◆ SET PROBLEM A
In the entries below, copy verbatim the lines from the one containing "Can you find the swan's body" up to and including the one containing "[[447, 297]]".

◆ READING PASSAGE

The BBC's Sola Odunfa in Lagos profiles Nigeria's Finance Minister Ngozi Okonjo-Iweala, one of the architects of the country's settling of almost all of its foreign debts.
President Olusegun Obasanjo is not one of the most popular leaders with Nigerians, but his Finance Minister Ngozi Okonjo-Iweala is one of the most admired.
Ngozi Okonjo-Iweala does not wear expensive fabrics
While the president is held responsible for the adverse effects of the government's economic reforms, such as frequent mass sackings in the public service, Mrs Okonjo-Iweala, 52, is held up by many Nigerians as a selfless, hard-working and dedicated person who would not hurt a fly.
Two things stand in her favour: giving up her cosy World Bank job in Washington and her apparent incorruptibility.
Most Nigerians believe that she must genuinely love her country to have agreed to leave Washington to take up the task of re-shaping Nigeria's battered and corrupt economy.
Since she came here six years ago she has patented simplicity in personal appearance.
She is the first female senior member of government to be seen in public neither heavily bedecked in precious stones nor wearing dresses made of the most expensive fabrics.

◆ SET PROBLEM B
Answer these from the profile of Nigeria's finance minister:
(i) How old is Mrs Okonjo-Iweala?
(ii) What job did she give up to take up her task in Nigeria?
(iii) How many years ago did she come to Nigeria?

◆ DATA TO USE

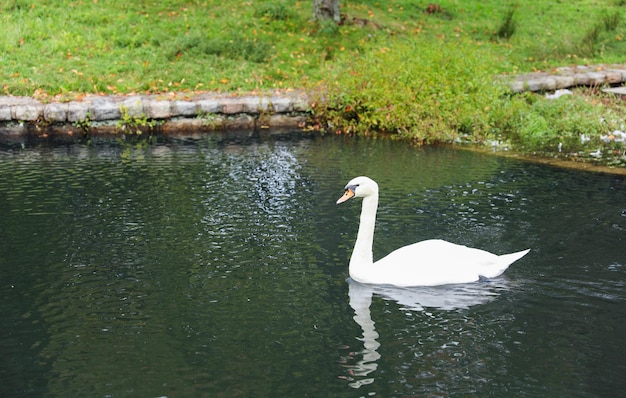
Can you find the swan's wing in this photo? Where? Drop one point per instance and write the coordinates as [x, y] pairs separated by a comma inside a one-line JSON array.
[[437, 262]]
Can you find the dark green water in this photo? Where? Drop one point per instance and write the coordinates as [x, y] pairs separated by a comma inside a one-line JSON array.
[[218, 268]]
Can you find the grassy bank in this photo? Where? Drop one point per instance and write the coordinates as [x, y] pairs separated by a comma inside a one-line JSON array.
[[423, 72]]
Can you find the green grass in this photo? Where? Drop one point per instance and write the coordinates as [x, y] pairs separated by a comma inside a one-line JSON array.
[[421, 73]]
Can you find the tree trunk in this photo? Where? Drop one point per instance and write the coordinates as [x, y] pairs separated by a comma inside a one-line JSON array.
[[326, 9]]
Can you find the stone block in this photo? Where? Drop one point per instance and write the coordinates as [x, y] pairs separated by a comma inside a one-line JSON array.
[[533, 84], [77, 111], [564, 81], [209, 106], [281, 104], [581, 79], [55, 112], [232, 105], [133, 105], [183, 108], [596, 78], [27, 112], [104, 109], [155, 109]]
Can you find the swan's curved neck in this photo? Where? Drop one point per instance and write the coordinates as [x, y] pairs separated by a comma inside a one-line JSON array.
[[362, 254]]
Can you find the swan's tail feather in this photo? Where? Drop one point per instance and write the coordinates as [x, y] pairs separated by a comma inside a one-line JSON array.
[[504, 261]]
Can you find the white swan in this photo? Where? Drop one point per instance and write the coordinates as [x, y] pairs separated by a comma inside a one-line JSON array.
[[427, 263]]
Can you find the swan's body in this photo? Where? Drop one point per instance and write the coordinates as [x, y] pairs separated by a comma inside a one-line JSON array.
[[427, 263]]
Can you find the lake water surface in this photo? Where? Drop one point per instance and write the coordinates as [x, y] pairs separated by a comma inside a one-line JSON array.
[[217, 267]]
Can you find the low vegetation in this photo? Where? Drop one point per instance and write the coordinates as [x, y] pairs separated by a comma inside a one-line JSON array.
[[424, 72]]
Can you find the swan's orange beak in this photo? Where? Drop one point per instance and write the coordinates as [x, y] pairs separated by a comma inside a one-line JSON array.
[[349, 193]]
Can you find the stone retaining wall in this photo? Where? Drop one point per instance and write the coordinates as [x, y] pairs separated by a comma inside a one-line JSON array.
[[103, 115], [569, 76]]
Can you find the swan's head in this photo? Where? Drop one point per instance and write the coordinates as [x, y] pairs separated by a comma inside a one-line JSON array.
[[359, 187]]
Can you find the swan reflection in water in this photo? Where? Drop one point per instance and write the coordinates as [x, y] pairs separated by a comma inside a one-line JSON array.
[[447, 297]]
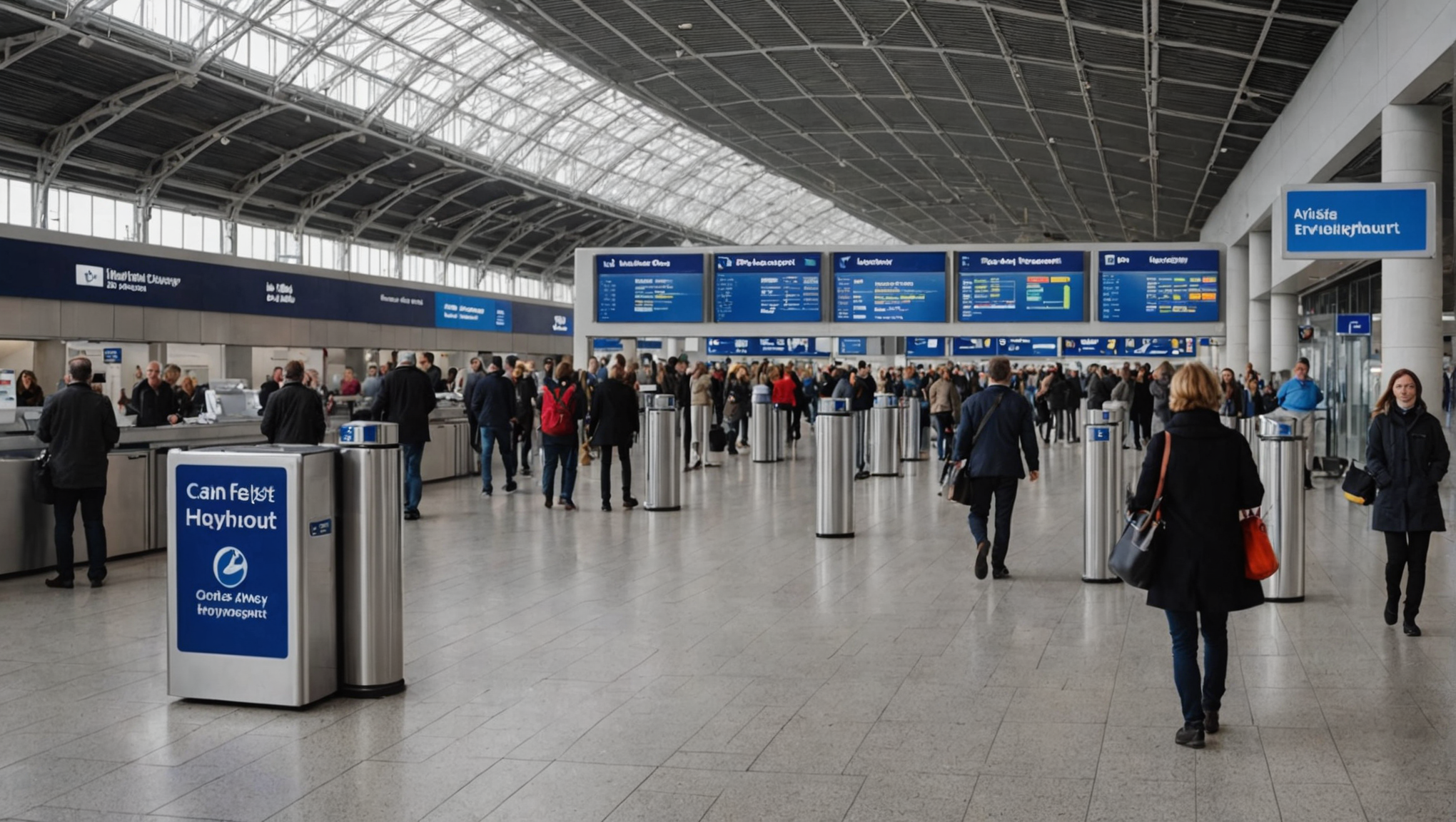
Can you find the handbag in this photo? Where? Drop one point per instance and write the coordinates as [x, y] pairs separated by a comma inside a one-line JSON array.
[[1135, 556], [1359, 484], [1258, 554]]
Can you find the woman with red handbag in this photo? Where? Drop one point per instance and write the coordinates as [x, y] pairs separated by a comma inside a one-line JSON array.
[[1209, 479]]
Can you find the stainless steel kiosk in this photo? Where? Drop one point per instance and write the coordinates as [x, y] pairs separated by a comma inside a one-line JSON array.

◆ EXERCISE OUTPUT A
Can you find the swan's body in this photo? Where? Drop one point per instance and write the coordinates as [x, y] pairs separated by a comma inside a one-line JSON array.
[[427, 263]]
Can you find the lake water surface in this photo? Where? Drop one point per instance and write the coordinates as [x, y] pairs separated by a comma inside a one-line JSON array.
[[217, 267]]
Can you find the low vegetation in this photo? Where? Drop one point per instance and write the coordinates as [x, y] pairs separated by a comma inside a one-line JSON array.
[[424, 72]]
Can you find the swan's orange beak in this photo? Where? Drop one point per instance and write the coordinates as [x, y] pairs separated by a comma inside a one-line JSON array.
[[349, 193]]
Can you find the stone retaining wall in this photo? Where? Drop one point per instance and write the coordinates as [x, y] pairs separated by a comma inside a one-line JSON array.
[[103, 115], [569, 76]]
Can you find the swan's head in this photo? Where? Drop one point per instance and write the coordinates as [x, y] pairs separated by a comma inside a one-line JSON array.
[[359, 187]]
Can you find the swan reflection in water in this photo? Where? Drop one point per instance and write the coordinates as [x, y] pairs separated by a comma inside a one-line JSON array.
[[447, 297]]

◆ EXERCISE OUTPUT B
(i) 52
(ii) Her World Bank job in Washington
(iii) Six years ago